Springfield hotels turn away Black singing group, 1881

A Jubilee Singers brochure, 1897-98; Frederick Loudin, center, was the group’s musical director and co-manager during its 1881 visit to Springfield (Fisk University)

Springfield hotels refused to house America’s best-known Black choral group in 1881. The result was nationwide condemnation, a rebuke from President James A. Garfield, and a scramble by embarrassed local residents to repair the city’s reputation.

The group was the Jubilee Singers, founded in the 1870s to raise money for Fisk University, an African-American college in Nashville, Tenn. The original Jubilee Singers, who are credited with popularizing the Black spiritual tradition, toured extensively in the U.S. and Europe; their audiences included President U.S. Grant and Queen Victoria.

The group that came to Springfield in 1881 was an independent descendant of the first Jubilees; though not associated with the school at the time (the Jubilee Singers and Fisk would reconnect later), they still performed as “the Jubilee Singers from Fisk University.” They were scheduled to perform at the Chatterton Opera House on May 4 and 5.

Springfield had three first-class hotels in 1881: the Leland at Fifth Street and Capitol Avenue; the St. Nicholas, Fourth and Jefferson streets; and the Revere House, Fourth and Washington streets.

Edward S. Johnson, undated (findagrave.com)

The Jubilee Singers had stayed at the Revere House, apparently with no problem or controversy, when the group performed in Springfield a year earlier. The Revere’s manager, Maj. Edward S. Johnson, said he would have accommodated the singers again in 1881 if he had rooms available. The Revere had been fully booked by legislators and performers from a traveling circus, Johnson said.

- - -

## PROBLEMS TO WORK ON
- A) In the account of the Jubilee Singers' 1881 visit to Springfield, where and on which dates was the group scheduled to perform?
- B) Carry on the account of the Springfield hotels turning away the Jubilee Singers, starting after its last sentence.

## DATA SUPPLIED
- - -

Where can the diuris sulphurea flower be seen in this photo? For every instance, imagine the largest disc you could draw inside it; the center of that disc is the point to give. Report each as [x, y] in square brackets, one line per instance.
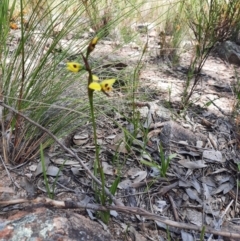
[105, 85]
[74, 67]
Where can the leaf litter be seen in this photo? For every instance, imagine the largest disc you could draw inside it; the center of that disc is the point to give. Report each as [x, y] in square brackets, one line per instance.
[201, 180]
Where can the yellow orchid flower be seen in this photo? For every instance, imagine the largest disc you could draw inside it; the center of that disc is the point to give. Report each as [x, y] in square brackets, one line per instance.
[95, 78]
[74, 67]
[105, 85]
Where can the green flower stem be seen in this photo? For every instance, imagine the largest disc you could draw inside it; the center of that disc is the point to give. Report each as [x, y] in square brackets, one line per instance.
[100, 168]
[90, 98]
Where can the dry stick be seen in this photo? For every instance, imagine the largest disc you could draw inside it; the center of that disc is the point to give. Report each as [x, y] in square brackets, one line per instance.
[124, 209]
[116, 202]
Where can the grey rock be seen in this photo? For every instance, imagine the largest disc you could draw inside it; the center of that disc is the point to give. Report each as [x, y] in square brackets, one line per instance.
[230, 52]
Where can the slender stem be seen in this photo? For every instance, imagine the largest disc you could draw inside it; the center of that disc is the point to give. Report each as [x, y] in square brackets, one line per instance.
[90, 98]
[73, 154]
[18, 119]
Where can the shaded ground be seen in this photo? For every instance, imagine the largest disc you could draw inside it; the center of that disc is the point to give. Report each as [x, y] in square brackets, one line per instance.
[200, 187]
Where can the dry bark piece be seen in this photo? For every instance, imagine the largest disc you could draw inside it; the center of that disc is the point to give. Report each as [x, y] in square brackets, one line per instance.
[172, 131]
[51, 225]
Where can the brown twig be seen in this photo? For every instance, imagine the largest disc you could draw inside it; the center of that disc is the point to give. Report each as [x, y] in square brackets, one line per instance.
[108, 193]
[175, 214]
[124, 209]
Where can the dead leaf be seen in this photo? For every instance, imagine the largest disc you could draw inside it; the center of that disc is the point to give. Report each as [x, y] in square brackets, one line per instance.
[192, 164]
[212, 155]
[139, 176]
[107, 169]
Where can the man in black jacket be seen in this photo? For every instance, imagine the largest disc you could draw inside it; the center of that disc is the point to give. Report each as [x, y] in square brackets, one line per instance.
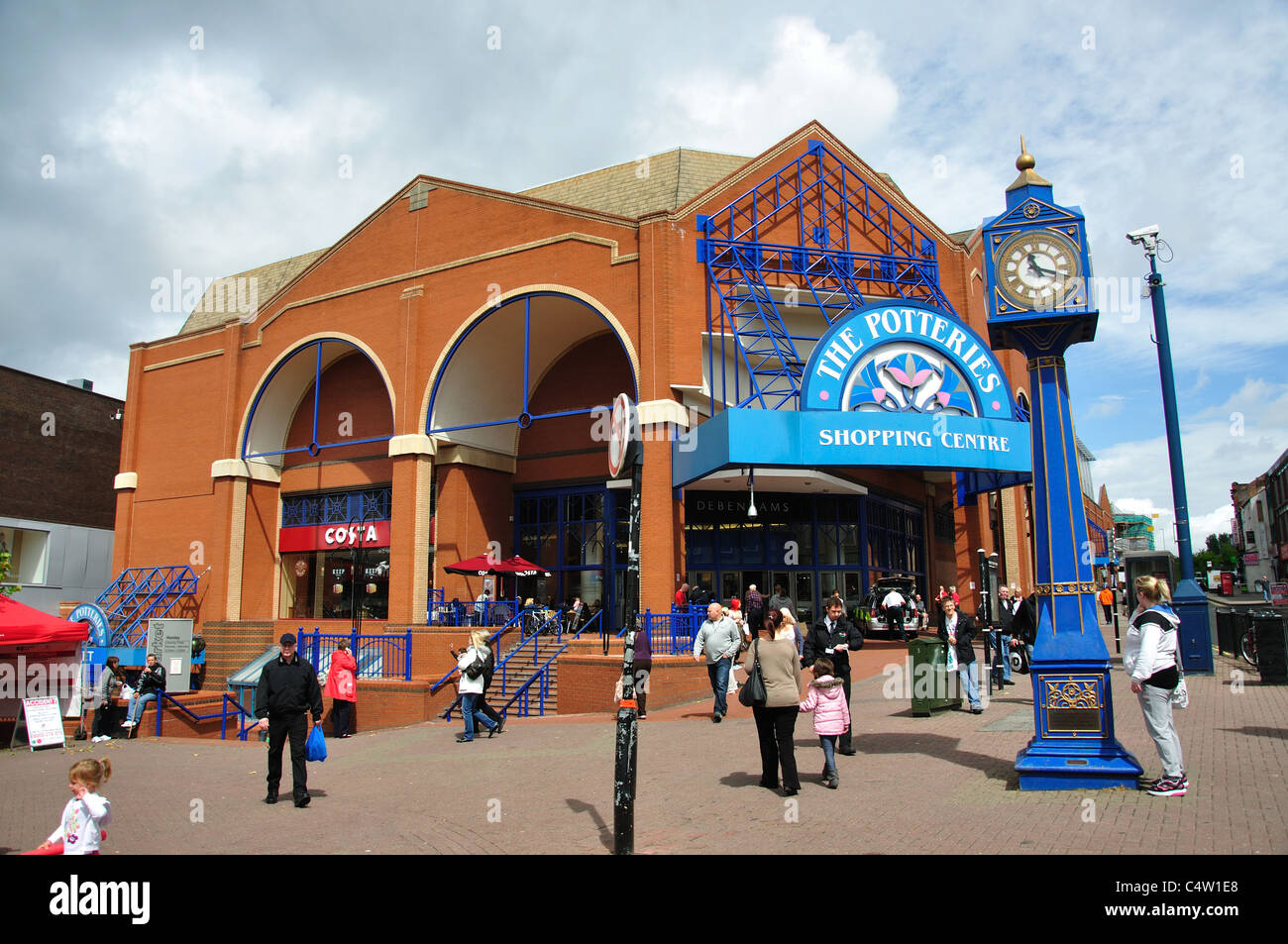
[287, 689]
[958, 630]
[835, 638]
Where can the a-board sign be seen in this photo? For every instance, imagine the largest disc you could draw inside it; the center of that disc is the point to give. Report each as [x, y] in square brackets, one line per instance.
[1279, 594]
[44, 721]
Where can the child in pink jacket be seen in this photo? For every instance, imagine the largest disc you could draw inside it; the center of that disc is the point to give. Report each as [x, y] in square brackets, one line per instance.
[827, 700]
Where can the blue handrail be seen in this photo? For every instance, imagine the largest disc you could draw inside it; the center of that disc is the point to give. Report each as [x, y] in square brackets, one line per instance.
[378, 656]
[542, 673]
[222, 713]
[514, 621]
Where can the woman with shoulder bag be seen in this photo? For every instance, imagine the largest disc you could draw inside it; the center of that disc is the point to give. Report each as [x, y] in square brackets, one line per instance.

- - -

## RESPONSES FOR EACH TASK
- A) At the Chatterton Opera House on May 4 and 5.

- B)
But Johnson hedged when the Jubilees’ business agent, Henry Cushing, asked if the group could eat at the Revere if the singers found beds elsewhere. “Then they showed their animus immediately,” Cushing told the Chicago Inter-Ocean newspaper. “They said if we would come after hours, eating at the second table or later, we might possibly find seats.”

Cushing didn’t even approach the St. Nicholas – hotel owner John McCreery had denied accommodations to the Jubilees the year before. (McCreery, coincidentally, was elected Springfield mayor less than a month before the Jubilee Singers came to town. His  opponent, Thomas Mather, made a campaign issue out of McCreery’s earlier treatment of the singing group, but McCreery won with about 60 percent of the vote.)

Meanwhile, Horace Leland, the Leland Hotel’s manager and namesake, was forthright about his racism. He was quoted in a Chicago Tribune story (expurgations by SangamonLink).

“My house is filled with white guests, and I don’t want any n—– boarders,” Leland reportedly told the Tribune. “… I run a hotel to make a living, and can’t afford to scare away my guests by bringing in a pack of n——. They’re all well enough in their place, but God damn me if I want to eat with them, or sleep with them, or have any of my relatives marry ‘em, by God, sir.”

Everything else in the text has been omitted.